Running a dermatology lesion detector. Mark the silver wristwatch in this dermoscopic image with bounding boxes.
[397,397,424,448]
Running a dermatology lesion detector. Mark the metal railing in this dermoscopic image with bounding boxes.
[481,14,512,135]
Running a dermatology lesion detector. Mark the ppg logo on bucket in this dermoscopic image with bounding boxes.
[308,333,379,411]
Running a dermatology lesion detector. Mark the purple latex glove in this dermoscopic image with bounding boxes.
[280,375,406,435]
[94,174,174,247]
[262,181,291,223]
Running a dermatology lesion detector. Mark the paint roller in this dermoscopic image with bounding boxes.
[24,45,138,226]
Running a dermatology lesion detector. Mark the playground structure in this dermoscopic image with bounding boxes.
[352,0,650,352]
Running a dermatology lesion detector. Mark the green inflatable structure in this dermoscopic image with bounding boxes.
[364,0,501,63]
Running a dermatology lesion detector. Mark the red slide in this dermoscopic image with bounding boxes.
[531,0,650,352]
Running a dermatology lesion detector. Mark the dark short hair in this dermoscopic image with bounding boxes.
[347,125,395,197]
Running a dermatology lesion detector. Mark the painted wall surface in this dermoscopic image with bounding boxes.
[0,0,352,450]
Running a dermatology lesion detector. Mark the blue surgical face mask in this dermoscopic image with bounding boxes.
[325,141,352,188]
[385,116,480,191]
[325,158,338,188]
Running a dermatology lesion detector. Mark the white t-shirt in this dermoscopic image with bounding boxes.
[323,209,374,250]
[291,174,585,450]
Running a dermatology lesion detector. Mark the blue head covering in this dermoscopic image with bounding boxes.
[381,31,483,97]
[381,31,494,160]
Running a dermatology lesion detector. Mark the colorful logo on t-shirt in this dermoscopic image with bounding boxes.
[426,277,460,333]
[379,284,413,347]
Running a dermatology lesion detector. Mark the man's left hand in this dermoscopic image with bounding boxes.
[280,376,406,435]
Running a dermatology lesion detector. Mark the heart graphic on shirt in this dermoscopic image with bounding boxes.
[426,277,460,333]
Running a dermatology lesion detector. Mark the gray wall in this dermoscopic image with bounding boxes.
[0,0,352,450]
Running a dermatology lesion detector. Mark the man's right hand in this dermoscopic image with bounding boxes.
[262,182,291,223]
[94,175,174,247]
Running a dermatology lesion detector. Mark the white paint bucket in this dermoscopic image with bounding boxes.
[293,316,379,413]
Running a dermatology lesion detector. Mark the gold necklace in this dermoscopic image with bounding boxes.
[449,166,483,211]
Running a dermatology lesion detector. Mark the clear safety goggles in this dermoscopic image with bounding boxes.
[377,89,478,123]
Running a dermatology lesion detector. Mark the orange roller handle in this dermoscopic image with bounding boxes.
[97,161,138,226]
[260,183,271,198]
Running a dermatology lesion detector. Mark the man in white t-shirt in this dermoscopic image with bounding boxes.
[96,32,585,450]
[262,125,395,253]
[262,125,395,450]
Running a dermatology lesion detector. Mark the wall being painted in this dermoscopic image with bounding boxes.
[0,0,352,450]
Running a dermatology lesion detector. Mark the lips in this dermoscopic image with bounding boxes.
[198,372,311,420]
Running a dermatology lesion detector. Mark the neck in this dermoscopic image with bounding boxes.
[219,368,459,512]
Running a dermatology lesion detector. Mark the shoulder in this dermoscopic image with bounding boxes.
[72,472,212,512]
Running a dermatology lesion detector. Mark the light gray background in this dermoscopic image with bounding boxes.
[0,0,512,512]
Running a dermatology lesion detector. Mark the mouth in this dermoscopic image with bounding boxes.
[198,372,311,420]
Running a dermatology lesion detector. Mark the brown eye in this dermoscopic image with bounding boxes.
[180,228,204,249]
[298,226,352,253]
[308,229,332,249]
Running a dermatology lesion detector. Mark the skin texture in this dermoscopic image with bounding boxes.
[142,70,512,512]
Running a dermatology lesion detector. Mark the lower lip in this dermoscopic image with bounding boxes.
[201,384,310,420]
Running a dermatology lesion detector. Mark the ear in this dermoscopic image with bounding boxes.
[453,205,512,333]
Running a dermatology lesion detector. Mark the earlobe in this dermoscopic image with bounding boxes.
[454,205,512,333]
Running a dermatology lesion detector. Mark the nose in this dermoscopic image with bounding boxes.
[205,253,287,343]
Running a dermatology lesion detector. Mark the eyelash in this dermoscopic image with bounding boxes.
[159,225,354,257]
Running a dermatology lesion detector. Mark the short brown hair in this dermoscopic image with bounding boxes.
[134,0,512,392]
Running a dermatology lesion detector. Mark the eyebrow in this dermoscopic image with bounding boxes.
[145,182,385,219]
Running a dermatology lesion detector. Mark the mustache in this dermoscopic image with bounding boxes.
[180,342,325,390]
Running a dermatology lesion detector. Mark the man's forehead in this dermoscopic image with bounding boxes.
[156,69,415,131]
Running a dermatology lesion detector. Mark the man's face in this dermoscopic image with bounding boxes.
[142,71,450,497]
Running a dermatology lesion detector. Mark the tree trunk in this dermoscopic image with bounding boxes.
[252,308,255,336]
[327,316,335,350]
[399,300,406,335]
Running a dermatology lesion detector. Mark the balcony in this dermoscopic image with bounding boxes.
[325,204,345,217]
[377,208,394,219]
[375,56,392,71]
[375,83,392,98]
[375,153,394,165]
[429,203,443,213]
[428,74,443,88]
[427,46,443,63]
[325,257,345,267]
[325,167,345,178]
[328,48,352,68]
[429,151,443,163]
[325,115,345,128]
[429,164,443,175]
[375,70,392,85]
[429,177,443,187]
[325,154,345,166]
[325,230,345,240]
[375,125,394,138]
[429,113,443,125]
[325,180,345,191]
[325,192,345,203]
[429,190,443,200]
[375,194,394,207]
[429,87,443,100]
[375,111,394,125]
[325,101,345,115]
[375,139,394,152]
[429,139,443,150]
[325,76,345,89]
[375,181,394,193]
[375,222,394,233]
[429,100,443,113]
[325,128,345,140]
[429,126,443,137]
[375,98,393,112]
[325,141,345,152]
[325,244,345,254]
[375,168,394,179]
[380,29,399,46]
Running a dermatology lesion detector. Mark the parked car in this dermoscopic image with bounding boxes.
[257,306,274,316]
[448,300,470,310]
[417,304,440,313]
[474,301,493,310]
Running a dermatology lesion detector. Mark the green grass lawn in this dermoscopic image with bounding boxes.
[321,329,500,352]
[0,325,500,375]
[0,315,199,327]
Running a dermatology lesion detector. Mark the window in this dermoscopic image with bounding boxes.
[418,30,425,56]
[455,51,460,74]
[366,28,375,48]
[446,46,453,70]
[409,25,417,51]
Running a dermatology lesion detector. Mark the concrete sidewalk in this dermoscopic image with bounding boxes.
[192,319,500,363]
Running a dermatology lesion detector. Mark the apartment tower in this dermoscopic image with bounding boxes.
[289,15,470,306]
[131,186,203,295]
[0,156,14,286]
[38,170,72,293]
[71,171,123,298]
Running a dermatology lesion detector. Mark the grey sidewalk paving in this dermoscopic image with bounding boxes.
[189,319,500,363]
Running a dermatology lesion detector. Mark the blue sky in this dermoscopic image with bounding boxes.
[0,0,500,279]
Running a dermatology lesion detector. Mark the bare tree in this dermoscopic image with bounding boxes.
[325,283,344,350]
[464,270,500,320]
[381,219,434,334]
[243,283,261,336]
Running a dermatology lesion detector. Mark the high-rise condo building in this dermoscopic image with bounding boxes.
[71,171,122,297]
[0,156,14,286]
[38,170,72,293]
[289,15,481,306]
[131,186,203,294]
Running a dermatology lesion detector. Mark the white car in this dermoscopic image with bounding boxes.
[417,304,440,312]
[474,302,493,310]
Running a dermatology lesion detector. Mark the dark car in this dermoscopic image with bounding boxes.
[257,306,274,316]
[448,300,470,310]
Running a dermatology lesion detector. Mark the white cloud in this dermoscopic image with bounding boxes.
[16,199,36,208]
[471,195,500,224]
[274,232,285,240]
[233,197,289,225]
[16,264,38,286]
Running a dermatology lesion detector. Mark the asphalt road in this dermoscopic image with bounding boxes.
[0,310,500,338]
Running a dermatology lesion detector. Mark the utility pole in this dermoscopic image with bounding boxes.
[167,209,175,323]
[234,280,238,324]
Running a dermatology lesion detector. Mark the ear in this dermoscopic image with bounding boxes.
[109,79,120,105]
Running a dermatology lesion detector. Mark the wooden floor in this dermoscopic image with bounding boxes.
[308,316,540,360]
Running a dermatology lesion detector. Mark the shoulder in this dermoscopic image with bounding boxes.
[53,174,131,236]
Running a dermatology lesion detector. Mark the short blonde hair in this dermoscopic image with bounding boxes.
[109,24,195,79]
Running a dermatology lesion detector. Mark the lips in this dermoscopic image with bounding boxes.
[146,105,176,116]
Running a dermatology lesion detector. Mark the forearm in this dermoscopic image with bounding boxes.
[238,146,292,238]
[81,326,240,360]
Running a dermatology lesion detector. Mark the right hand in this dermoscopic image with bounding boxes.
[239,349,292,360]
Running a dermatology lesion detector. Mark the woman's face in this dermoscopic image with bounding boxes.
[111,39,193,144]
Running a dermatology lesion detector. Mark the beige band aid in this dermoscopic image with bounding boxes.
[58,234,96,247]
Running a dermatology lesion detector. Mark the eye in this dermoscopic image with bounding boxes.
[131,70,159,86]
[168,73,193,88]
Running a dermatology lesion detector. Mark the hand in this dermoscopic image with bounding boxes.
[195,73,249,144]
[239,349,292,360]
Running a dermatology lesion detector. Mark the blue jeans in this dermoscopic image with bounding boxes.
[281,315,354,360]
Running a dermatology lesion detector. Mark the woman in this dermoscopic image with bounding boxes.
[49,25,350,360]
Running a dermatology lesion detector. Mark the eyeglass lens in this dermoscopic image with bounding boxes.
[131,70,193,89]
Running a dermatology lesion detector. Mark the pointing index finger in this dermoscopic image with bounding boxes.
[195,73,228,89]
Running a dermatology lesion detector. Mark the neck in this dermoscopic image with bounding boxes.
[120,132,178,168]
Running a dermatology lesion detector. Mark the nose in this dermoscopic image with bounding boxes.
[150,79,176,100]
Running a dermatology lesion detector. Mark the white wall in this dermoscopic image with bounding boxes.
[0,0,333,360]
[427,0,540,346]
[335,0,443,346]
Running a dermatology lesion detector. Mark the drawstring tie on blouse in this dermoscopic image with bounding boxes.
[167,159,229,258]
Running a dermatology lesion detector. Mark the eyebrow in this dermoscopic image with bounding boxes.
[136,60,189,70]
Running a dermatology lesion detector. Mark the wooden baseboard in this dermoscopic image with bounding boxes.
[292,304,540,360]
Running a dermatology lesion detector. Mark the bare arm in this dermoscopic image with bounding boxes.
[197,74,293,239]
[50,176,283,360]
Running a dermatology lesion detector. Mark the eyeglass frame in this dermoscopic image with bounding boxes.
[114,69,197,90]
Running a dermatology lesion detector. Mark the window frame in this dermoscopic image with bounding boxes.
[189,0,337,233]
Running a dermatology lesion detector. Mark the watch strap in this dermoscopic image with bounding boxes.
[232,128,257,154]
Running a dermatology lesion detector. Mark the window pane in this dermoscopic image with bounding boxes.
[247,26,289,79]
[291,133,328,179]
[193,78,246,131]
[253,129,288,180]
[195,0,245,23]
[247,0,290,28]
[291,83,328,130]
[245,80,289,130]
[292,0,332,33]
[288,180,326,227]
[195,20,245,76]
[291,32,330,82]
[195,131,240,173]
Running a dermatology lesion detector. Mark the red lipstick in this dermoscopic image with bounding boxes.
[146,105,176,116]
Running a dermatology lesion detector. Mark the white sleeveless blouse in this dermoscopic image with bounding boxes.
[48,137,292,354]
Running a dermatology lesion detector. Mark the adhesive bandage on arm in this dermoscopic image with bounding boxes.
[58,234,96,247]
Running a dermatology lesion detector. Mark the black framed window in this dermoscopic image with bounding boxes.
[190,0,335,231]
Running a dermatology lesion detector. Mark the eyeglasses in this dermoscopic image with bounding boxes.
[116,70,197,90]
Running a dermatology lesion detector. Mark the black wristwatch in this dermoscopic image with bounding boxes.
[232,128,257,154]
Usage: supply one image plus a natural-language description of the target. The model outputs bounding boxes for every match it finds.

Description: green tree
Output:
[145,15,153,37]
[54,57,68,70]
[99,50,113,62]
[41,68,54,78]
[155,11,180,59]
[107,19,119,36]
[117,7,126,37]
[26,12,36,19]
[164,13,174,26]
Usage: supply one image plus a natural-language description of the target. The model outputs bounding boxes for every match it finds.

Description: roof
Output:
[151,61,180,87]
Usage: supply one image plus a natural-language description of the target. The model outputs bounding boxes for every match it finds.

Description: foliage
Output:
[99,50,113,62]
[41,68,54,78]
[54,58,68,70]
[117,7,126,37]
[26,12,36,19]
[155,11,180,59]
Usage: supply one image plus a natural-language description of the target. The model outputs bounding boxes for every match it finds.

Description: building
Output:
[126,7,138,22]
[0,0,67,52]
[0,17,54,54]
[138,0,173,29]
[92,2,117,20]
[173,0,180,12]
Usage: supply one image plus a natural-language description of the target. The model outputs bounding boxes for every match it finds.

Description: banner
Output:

※ ※ ※

**Problem to solve**: Rewrite the lines starting at the one that contains "Running a dermatology lesion detector. Mark the blue surgical" and ending at the one that contains "[94,175,174,247]", shifting every bounding box coordinate by -123. Leave all other text in those lines unchanged.

**Solution for this exercise**:
Running a dermatology lesion detector. Mark the blue surgical face mask in this dermoscopic image with bounding boxes.
[202,18,229,65]
[262,-7,357,68]
[202,35,215,65]
Running a dermatology lesion detector. Mark the white t-shirt in this dermoscopic image with bounding boxes.
[200,86,251,127]
[168,51,462,327]
Running a dermatology lesion detector. Mark the blue head covering in this dermoscopic image with bounding boxes.
[258,-92,360,-26]
[258,-92,371,37]
Running a dermatology lesion detector. Mark the colorful logo on t-shirt in this dermoscopic image with bounding boxes.
[303,154,337,210]
[256,161,290,224]
Running a dermatology lesion detector. Mark the man's left hand in this dermoscopic image with bounding boxes.
[157,253,283,312]
Running a dermatology lesion detector. Mark the heart graphic on shirt in this dermoscopic image with bounding boxes.
[303,154,337,210]
Running a dermatology lesion detector. Mark the gray wall in this dermoscopic image with bounding boxes.
[-123,-123,229,327]
Running a dermatology lesion detector. Mark the man's right hand in this dermoscopic image with bounding boxes.
[139,59,168,100]
[-29,52,51,124]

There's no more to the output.